TASKS FOR THIS EXERCISE
[a] Using the text on lithium treatment and renal insufficiency below, decide whether each statement agrees with it. Answer yes or no for each, and quote the words of the text that decide it. (i) The comparison group was made up of 36 lithium-treated individuals whose serum creatinine never reached 1.5 mg/100 mL. (ii) Mean serum creatinine levels dropped significantly once lithium was stopped. (iii) Sex set apart the individuals who developed renal insufficiency.
[b] Write the next part of the text on lithium treatment and renal insufficiency, picking up after its final sentence.

TEXT PROVIDED
The medical records of 16 intellectually disabled individuals treated with lithium between 1980 and 2010 in whom serum creatinine levels peaked at 1.5 mg/100 mL or higher (ie, who developed renal insufficiency) were reviewed. These individuals were compared with a group of 36 similar lithium-treated individuals in whom serum creatinine did not reach 1.5 mg/100 mL.


The 16 lithium-treated individuals who developed renal insufficiency had a mean peak serum creatinine level of 1.8 ± 0.3 mg/100 mL while on lithium. The mean time from institution of lithium until the 1.5 mg/100 mL serum creatinine level was first reached was 7.9 years. After lithium was discontinued, overall mean serum creatinine levels did not significantly change. Reaching a serum creatinine level of 1.3 or 1.4 mg/100 mL predicted reaching a 1.5 mg/100 mL level or higher. No significant differences in the age lithium was started, baseline serum creatinine levels, years receiving lithium, sex, or race differentiated those who developed renal insufficiency.

MATERIAL PROVIDED

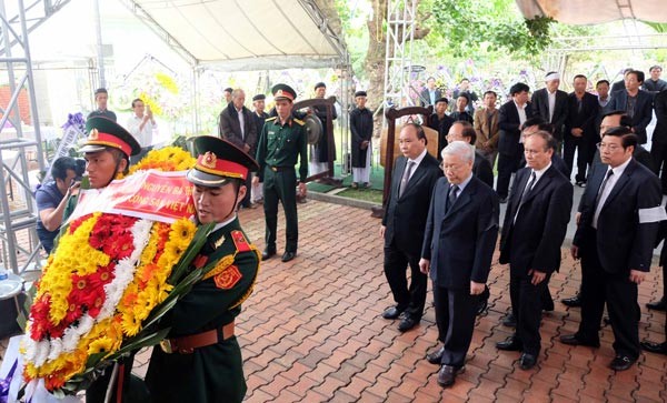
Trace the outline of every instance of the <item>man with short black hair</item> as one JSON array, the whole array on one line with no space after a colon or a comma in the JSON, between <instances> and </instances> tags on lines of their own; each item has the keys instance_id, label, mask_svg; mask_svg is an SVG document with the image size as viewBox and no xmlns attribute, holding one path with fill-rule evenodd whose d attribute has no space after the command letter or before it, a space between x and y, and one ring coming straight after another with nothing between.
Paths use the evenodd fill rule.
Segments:
<instances>
[{"instance_id":1,"label":"man with short black hair","mask_svg":"<svg viewBox=\"0 0 667 403\"><path fill-rule=\"evenodd\" d=\"M517 172L500 236L501 264L509 263L516 332L499 350L521 351L519 364L537 363L545 288L560 266L560 246L573 206L573 184L551 164L556 140L545 131L526 138L527 168Z\"/></svg>"},{"instance_id":2,"label":"man with short black hair","mask_svg":"<svg viewBox=\"0 0 667 403\"><path fill-rule=\"evenodd\" d=\"M107 109L107 103L109 102L109 92L107 92L106 88L98 88L94 90L94 103L97 104L97 109L90 113L88 113L87 120L94 117L102 117L110 119L116 122L116 113Z\"/></svg>"},{"instance_id":3,"label":"man with short black hair","mask_svg":"<svg viewBox=\"0 0 667 403\"><path fill-rule=\"evenodd\" d=\"M498 94L487 91L482 100L484 108L475 111L472 125L477 132L477 149L494 167L498 155L498 109L496 109Z\"/></svg>"},{"instance_id":4,"label":"man with short black hair","mask_svg":"<svg viewBox=\"0 0 667 403\"><path fill-rule=\"evenodd\" d=\"M454 119L446 113L448 107L449 101L447 98L439 98L436 100L434 113L428 117L427 125L438 131L438 159L441 158L440 151L447 147L447 133L449 132L451 123L454 123Z\"/></svg>"},{"instance_id":5,"label":"man with short black hair","mask_svg":"<svg viewBox=\"0 0 667 403\"><path fill-rule=\"evenodd\" d=\"M606 304L616 352L609 366L616 371L629 369L639 357L637 286L650 269L665 219L660 182L633 159L636 144L628 128L603 134L605 165L589 174L571 245L573 258L581 259L581 323L577 333L560 336L565 344L598 347Z\"/></svg>"},{"instance_id":6,"label":"man with short black hair","mask_svg":"<svg viewBox=\"0 0 667 403\"><path fill-rule=\"evenodd\" d=\"M498 110L498 128L500 129L498 141L498 180L496 192L500 203L507 203L509 182L521 162L524 153L524 141L521 139L521 127L527 119L532 118L532 107L528 102L530 87L519 82L509 89L511 99Z\"/></svg>"},{"instance_id":7,"label":"man with short black hair","mask_svg":"<svg viewBox=\"0 0 667 403\"><path fill-rule=\"evenodd\" d=\"M598 114L598 102L594 94L586 92L588 79L584 74L575 75L575 91L567 95L567 119L565 121L565 138L563 158L568 168L568 179L571 179L575 152L577 151L578 187L586 185L586 170L593 163L597 130L595 120Z\"/></svg>"},{"instance_id":8,"label":"man with short black hair","mask_svg":"<svg viewBox=\"0 0 667 403\"><path fill-rule=\"evenodd\" d=\"M625 90L613 92L611 101L607 104L608 111L625 111L633 120L630 129L637 134L639 144L646 143L646 127L653 119L653 94L639 88L643 83L643 71L629 71L625 75Z\"/></svg>"},{"instance_id":9,"label":"man with short black hair","mask_svg":"<svg viewBox=\"0 0 667 403\"><path fill-rule=\"evenodd\" d=\"M34 192L37 211L37 236L47 254L53 249L53 240L62 223L62 214L77 178L77 161L71 157L60 157L51 165L53 181L40 185Z\"/></svg>"},{"instance_id":10,"label":"man with short black hair","mask_svg":"<svg viewBox=\"0 0 667 403\"><path fill-rule=\"evenodd\" d=\"M545 88L532 93L532 114L554 125L554 138L558 141L556 153L559 154L567 119L567 92L558 89L560 74L556 71L545 75Z\"/></svg>"},{"instance_id":11,"label":"man with short black hair","mask_svg":"<svg viewBox=\"0 0 667 403\"><path fill-rule=\"evenodd\" d=\"M660 91L667 90L667 81L660 79L660 74L663 73L663 68L660 66L651 66L648 69L650 73L650 78L644 81L644 90L653 93L654 95Z\"/></svg>"},{"instance_id":12,"label":"man with short black hair","mask_svg":"<svg viewBox=\"0 0 667 403\"><path fill-rule=\"evenodd\" d=\"M394 164L391 190L380 225L385 275L396 305L385 310L382 318L400 318L398 330L407 332L419 324L424 314L428 278L419 270L419 258L430 197L442 171L438 160L426 149L428 140L421 125L405 124L398 142L402 155Z\"/></svg>"}]
</instances>

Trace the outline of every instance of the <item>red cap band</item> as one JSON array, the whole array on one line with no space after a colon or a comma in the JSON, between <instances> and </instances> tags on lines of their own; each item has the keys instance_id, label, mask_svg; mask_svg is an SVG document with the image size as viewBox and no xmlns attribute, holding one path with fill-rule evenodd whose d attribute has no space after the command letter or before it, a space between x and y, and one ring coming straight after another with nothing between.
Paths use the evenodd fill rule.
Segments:
<instances>
[{"instance_id":1,"label":"red cap band","mask_svg":"<svg viewBox=\"0 0 667 403\"><path fill-rule=\"evenodd\" d=\"M247 167L228 160L218 159L216 154L210 151L197 158L195 168L218 177L240 178L243 180L248 178Z\"/></svg>"}]
</instances>

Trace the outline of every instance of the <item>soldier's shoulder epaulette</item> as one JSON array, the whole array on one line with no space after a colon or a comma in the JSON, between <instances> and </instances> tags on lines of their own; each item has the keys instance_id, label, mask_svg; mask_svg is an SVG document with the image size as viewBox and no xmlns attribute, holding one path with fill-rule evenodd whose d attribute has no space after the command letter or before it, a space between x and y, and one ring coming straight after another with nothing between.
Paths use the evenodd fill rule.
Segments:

ANSWERS IN ORDER
[a]
(i) Yes: "a group of 36 similar lithium-treated individuals in whom serum creatinine did not reach 1.5 mg/100 mL"
(ii) No: "After lithium was discontinued, overall mean serum creatinine levels did not significantly change."
(iii) No: "No significant differences in the age lithium was started, baseline serum creatinine levels, years receiving lithium, sex, or race differentiated those who developed renal insufficiency."

[b]
Prescribing lithium led to elevated serum creatinine levels in some individuals. A serum creatinine level of 1.3 and/or 1.4 mg/100 mL predicted renal insufficiency. Clinical implications of this study are that if 1 serum creatinine result reaches 1.3 mg/100 mL or more, intensive monitoring for further increases is indicated.